What is needed: Copy out the items below word for word, from their beginning through the line containing "[57,233,242,403]", with that line included, and leave the pictures out of your answer.

[Bounding-box records]
|---|
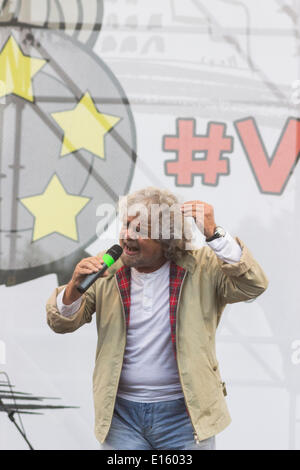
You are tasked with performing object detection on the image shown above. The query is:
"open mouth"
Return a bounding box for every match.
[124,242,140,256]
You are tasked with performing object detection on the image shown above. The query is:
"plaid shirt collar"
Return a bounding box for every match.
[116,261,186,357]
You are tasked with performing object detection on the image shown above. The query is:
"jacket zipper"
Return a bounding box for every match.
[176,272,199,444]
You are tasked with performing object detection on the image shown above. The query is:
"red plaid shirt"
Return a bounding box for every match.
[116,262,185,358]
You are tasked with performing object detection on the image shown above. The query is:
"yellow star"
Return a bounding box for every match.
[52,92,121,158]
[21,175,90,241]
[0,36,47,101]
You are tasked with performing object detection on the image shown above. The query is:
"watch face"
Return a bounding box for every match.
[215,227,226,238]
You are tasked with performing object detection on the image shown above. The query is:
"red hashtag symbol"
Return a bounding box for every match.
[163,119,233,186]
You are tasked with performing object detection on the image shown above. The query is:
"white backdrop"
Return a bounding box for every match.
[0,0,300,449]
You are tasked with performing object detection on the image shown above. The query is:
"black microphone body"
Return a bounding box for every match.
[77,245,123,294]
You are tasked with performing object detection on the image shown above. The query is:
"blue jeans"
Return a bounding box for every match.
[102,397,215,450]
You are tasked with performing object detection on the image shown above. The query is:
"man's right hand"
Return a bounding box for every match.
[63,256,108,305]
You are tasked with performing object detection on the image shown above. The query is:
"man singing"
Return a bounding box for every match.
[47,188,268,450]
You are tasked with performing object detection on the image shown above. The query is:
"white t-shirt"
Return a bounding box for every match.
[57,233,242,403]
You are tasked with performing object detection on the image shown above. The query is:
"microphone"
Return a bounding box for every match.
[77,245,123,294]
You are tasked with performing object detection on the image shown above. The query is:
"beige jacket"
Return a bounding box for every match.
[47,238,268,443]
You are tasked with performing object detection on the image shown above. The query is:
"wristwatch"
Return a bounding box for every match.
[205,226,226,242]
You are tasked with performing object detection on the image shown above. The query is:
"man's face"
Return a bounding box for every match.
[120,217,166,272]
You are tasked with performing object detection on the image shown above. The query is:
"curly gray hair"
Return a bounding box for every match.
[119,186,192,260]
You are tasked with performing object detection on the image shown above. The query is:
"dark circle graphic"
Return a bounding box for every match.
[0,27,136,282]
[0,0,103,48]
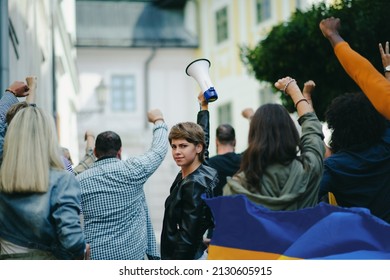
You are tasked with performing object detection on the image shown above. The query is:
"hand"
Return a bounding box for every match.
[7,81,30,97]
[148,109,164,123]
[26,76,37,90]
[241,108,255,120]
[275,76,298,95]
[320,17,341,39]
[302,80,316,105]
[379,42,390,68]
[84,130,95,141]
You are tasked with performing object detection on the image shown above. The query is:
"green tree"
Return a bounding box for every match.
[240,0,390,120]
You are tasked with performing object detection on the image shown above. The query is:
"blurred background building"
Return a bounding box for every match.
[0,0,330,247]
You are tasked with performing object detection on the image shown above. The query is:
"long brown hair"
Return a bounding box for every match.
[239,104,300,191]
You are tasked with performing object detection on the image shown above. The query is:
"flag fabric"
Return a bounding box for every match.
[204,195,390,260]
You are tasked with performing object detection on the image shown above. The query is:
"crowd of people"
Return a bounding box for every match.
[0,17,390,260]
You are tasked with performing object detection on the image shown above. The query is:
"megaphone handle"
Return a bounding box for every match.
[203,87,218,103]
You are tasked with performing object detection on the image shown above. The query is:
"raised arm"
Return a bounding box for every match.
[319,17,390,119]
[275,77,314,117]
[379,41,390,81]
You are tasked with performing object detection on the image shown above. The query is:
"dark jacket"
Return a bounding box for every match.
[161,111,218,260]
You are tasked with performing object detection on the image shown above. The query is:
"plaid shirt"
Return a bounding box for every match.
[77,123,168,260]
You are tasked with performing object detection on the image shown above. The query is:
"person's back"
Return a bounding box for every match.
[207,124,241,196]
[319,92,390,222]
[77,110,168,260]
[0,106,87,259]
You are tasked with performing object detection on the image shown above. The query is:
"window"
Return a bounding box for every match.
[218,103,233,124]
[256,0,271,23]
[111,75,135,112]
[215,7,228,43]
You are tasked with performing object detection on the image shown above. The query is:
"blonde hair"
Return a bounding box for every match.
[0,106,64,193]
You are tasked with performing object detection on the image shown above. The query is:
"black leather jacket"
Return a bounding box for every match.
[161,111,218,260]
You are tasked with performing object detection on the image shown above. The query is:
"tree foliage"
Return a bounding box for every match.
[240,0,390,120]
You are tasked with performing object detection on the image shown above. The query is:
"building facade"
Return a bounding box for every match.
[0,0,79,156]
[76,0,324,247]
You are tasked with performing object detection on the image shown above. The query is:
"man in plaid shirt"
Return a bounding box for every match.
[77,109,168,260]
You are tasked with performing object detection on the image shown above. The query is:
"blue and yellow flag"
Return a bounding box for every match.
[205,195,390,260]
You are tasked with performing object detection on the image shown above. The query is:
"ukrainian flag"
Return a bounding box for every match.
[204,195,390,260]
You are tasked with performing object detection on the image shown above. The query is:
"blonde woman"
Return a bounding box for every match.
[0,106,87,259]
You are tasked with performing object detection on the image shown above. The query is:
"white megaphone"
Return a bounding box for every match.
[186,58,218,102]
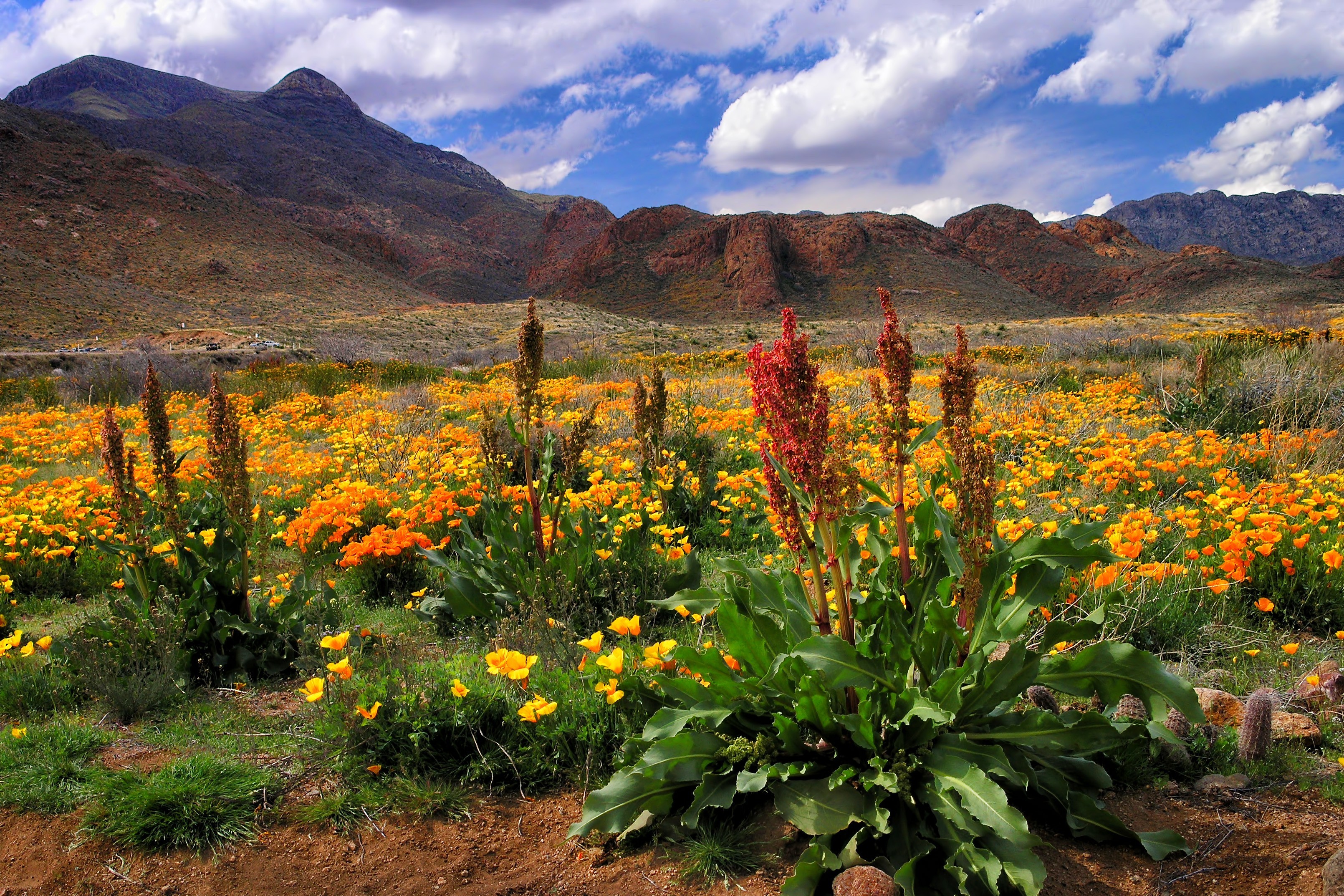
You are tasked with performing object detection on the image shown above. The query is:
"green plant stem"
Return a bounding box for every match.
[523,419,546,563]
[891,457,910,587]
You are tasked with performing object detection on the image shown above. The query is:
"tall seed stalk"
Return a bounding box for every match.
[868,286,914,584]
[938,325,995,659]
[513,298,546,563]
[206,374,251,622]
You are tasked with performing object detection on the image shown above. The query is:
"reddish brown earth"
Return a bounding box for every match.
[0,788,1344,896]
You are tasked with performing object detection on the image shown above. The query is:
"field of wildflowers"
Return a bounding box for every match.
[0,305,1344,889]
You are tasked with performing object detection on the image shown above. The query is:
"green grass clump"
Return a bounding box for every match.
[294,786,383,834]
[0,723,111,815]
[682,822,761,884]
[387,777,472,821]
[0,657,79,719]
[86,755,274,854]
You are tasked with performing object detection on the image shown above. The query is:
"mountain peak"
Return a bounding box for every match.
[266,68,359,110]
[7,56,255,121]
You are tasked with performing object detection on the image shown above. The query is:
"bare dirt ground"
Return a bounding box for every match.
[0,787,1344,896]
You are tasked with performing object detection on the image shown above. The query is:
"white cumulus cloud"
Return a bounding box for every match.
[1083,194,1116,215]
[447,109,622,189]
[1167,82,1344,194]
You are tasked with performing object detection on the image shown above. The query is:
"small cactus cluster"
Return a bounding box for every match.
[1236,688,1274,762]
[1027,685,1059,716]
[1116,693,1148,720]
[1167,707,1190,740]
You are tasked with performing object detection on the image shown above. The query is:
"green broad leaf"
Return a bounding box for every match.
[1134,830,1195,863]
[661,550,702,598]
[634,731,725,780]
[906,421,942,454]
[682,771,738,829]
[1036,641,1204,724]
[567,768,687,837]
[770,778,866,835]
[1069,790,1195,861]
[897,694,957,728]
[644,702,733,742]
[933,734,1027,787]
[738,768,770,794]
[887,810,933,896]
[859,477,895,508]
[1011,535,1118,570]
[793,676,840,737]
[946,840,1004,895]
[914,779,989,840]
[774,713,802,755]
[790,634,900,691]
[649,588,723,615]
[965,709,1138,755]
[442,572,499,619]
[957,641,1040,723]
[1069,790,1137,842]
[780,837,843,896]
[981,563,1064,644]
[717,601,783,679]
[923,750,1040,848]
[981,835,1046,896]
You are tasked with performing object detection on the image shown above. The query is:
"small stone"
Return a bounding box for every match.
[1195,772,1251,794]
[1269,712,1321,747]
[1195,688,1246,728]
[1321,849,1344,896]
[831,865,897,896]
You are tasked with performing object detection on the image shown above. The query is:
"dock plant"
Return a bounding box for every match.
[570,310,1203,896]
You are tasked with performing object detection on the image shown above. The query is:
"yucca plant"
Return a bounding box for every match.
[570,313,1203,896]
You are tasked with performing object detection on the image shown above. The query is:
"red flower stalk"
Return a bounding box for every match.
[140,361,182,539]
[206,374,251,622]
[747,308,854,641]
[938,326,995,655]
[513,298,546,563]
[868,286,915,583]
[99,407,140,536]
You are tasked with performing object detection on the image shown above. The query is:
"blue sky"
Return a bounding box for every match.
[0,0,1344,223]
|---|
Solution:
You are tasked with performing object detection on the image shown above. The query is:
"open mouth"
Return a bounding box for every match.
[124,242,140,256]
You are tasked with performing object detection on the image shown above. The query is:
"plaid shirt collar"
Return a bounding box for every match.
[116,261,186,357]
You are tasked with performing object detection on the image shown above. The query is:
"jacket zipper"
Return a bounding box for every match.
[176,272,199,444]
You are tasked with performing object detection on the image shown above. The query is:
"red plaid shirt"
Return a bounding box for every match.
[116,262,185,358]
You are tasked with performing object detection on the image shown above. The query is:
"yellow star"
Return a bounding box for every match.
[52,92,121,158]
[21,175,90,241]
[0,36,47,101]
You are tasked with performing object detection on the image shown above. The query is:
"watch face"
Return a bounding box for every match.
[215,227,226,238]
You are tasked with performing object detection on the image shown above. The query is:
"red hashtag symbol"
Return a bounding box for every match.
[163,119,233,186]
You are tasked with performing object detection on the image shown above. The query is:
"white backdrop"
Return a bounding box for every match.
[0,0,300,449]
You are tasked with performing object detection on the image shown above. The query is:
"black microphone body"
Return a bounding box for every match.
[77,245,123,294]
You are tasked with performing object detection on the image shown above. The query is:
"blue jeans"
Return a bounding box for every match.
[102,397,215,450]
You are tasked with performing object detection on the image shown above. The query is:
"man's right hand"
Return a bounding box for every match.
[63,256,108,305]
You are tasked with performing object detection on the image shown above. The query is:
"man singing"
Return a bounding box for every match.
[47,188,268,450]
You are tasked with performing object detection on the image shown above. The query is:
"white t-shirt"
Return a bounding box for every match.
[57,233,242,403]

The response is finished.